EXCERPT PROVIDED |

----

No, my mistake for saying "function pointer" when I should have said "jump instruction" but otherwise the same point stands.

It looks like on x86_64, jumps with absolute address is 5 bytes which is annoying, but it's fine. Function pointers will have alignment of 1 on that platform then.

This test case will regress:

test "align(N) on functions" {
    try expect((@intFromPtr(&overaligned_fn) & (0x1000 - 1)) == 0);
}

fn overaligned_fn() align(0x1000) i32 {
    return 42;
}

The language will be modified to say when you take the address of a function, it does not necessarily gain the machine code alignment specified with the align keyword, because there may be a stub being used, or something to this effect.

Even if we go with the function prologue strategy resolution, I will still make this language change, because it is already evident this flexibility is useful for compilers.

kubkon · 2024-08-15T19:42:47Z

Actually bookkeeping is largely unchanged whether the jump table is as one big block or distributed. If a function has a trampoline, it gets an extra slot with an index to the symbol that acts as its trampoline. In case of a jump table, it gets an index into a jump table.

This means that with the function header trampoline strategy, you have to keep around an old symbol data entry around for the now-deleted function, whereas with the jump table strategy, you don't.

I am getting confused, let's agree on what is what if that's OK. We have 3 options under consideration:

Offset table

read-write section, each entry pointer-aligned, pointer-size
<0>: pointer to A
<8>: pointer to B
...

Jump table
read-exec section, .text.zig, each entry is instruction-aligned (1 on x86_64), size is arch dependent, code model dependent, etc

<0>: jmp rel32 // 5 bytes, PC-relative near-jump
<5>: ...

Distributed jump table
read-exec section, .text.zig, each entry is at least instruction-aligned or overaligned if the evacuated function was moved

<0>: code of A
...
<N>: jmp rel32 // jump to now-moved B
<N+5>: free space
....
<M>: code of C etc

FWIW I think there is a way to keep option 1, or at least reconsider it, while ensuring codegen backends are largely incremental linking agnostic by utilising the idea of lazy-symbol binding - we emit a section with immutable jump entries that always point to the same pointer in the offset table. Offset table is again mutable where we are free to rewrite pointers, however since the machine code now points at an immutable jump table we keep the codegen largely unaware of incremental linking. It would look something like this:

// .text.zig
<0>: A
...
<N>: call B -> .plt.zig, .stub.zig, or whatever
...

// .plt.zig
<0>: mov r11, [.got.zig entry at #0]
<N>: call [r11]
...

// .got.zig
<0>: pointer to B
<8>: pointer to A
...

kubkon · 2024-08-15T19:50:05Z

FWIW the obvious con of option 4* is having to (re-)introduce two more sections .got.zig and .plt.zig which is costly on MachO where we are severely limited in sections count.

andrewrk · 2024-08-15T19:52:23Z

I think we should toss out option 1 purely on a performance basis:

Offset table: every function call is indirect (20-50 cpu cycles)
Jump table (distributed or not): every function call is direct (15-30 cpu cycles)

source

The discussion right now is jump table vs distributed jump table. I don't think anyone is advocating for offset table. I'm not sure why you are bringing up Option 4?

In my earlier comments I used these terms:

"function prologue strategy", meaning "distributed jump table"
"jump table", meaning "jump table"

kubkon · 2024-08-15T20:05:36Z

Oh I brought up option 4 to point out yet another mechanism at our disposal in case it wasn't clear how an offset table can be utilised while making codegen agnostic to the concept of indirection.

----

GIVEN DATA |
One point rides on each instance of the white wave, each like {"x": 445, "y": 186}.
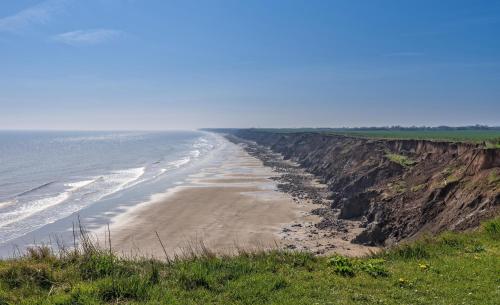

----

TO BE DONE |
Resume the jump-table discussion after its final comment. The data above is separate material, apart from the jump-table discussion.

ANSWER FOR THIS EXERCISE |
jacobly0 · 2024-08-15T21:08:44Z

If you pack all of the jumps together, you enforce that every function call requires a minimum of 2 cache references, 3 if the jump instruction itself crosses a cache boundary (since 5 is not a power of 2, and pretty terrible since it would happen on a whopping 6% of functions). In order to fully utilize the first cache reference, you have to get lucky with using all the adjacent jump entries at around the same time, which is not even slightly reasonable to expect.

If you prefix the majority of non-changing functions with their own jump, then you allow them to only require a single cache reference that is fully utilized for all but the most trivial of functions. Saying that this space goes to waste after moving the function is misleading because it could be filled with any other function that fits in that space, in the same way that unused jump entries can be filled with any other jump. Even in the split case, you only have to get lucky with two functions being in use at the same time to fully utilize any given cache.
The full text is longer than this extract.